* **DIRECTIONS**:
Find the string "snow" in the data, and copy out each line that has it.

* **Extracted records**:
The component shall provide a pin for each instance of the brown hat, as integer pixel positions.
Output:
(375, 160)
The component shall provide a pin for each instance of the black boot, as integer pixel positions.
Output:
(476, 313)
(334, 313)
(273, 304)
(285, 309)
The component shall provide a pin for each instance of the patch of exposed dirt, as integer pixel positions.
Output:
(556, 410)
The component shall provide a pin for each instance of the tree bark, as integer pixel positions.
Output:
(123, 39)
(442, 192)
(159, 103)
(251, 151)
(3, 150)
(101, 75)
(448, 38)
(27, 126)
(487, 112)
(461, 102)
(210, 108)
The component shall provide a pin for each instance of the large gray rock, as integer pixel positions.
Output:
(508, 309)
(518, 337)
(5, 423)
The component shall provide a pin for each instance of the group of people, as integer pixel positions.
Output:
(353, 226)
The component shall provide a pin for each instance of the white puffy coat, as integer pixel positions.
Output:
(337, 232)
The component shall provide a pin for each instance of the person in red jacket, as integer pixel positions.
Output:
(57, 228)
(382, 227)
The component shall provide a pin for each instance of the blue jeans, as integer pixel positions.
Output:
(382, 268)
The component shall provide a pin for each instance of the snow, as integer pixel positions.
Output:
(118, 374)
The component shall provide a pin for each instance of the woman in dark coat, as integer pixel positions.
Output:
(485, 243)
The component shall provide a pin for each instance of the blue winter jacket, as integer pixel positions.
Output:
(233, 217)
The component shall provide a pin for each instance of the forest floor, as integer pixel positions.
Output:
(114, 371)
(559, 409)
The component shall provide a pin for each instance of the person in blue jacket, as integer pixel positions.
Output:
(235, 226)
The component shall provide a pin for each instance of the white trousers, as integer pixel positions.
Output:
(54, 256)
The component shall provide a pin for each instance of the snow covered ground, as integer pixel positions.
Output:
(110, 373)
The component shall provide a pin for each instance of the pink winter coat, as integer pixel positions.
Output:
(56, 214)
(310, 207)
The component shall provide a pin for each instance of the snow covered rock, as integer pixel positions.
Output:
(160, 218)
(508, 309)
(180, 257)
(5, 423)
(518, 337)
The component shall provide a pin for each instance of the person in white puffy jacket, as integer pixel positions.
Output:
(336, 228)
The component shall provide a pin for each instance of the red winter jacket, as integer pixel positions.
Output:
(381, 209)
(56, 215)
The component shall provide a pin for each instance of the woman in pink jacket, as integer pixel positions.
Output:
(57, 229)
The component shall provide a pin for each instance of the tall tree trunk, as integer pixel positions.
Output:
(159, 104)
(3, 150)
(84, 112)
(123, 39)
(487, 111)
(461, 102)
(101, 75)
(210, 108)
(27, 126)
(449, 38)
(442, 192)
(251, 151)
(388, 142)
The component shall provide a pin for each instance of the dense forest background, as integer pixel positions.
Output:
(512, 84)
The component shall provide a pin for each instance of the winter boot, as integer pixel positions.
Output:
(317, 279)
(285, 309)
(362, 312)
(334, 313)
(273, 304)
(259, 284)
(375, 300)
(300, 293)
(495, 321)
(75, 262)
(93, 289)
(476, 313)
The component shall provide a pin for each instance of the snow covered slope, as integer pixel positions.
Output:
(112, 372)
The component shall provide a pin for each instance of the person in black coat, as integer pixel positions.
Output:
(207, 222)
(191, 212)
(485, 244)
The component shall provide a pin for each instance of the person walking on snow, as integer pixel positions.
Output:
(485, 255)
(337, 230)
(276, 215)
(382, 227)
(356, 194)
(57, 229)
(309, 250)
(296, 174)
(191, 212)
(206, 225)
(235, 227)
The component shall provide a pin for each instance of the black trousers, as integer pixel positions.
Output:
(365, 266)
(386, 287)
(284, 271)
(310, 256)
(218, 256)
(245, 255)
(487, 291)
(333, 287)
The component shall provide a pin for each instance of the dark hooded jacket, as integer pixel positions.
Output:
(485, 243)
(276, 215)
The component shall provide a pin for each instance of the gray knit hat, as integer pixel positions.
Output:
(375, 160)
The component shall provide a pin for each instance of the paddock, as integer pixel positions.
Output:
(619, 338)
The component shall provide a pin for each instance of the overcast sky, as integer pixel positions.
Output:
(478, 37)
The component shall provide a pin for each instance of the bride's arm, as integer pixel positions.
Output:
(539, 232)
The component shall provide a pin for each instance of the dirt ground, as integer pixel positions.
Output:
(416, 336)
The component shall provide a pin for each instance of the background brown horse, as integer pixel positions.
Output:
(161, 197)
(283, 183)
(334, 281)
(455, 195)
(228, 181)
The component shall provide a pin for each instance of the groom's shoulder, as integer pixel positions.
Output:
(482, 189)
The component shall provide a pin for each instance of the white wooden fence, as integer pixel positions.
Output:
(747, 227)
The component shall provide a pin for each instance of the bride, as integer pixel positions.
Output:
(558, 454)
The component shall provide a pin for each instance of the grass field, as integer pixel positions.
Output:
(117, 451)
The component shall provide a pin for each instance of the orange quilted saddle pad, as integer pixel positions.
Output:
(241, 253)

* **REPLY TO THE EXERCISE**:
The component shall provide a pin for each instance of the snow, as integer pixel positions.
The component shall provide a pin for each instance of the snow covered ground, as integer pixel positions.
The component shall provide a pin for each instance of the snow covered rock, as integer pixel positions.
The component shall provide a pin for each instance of the snow covered slope, as integer pixel positions.
The component shall provide a pin for each instance of the person walking on snow, as integer pixel positions.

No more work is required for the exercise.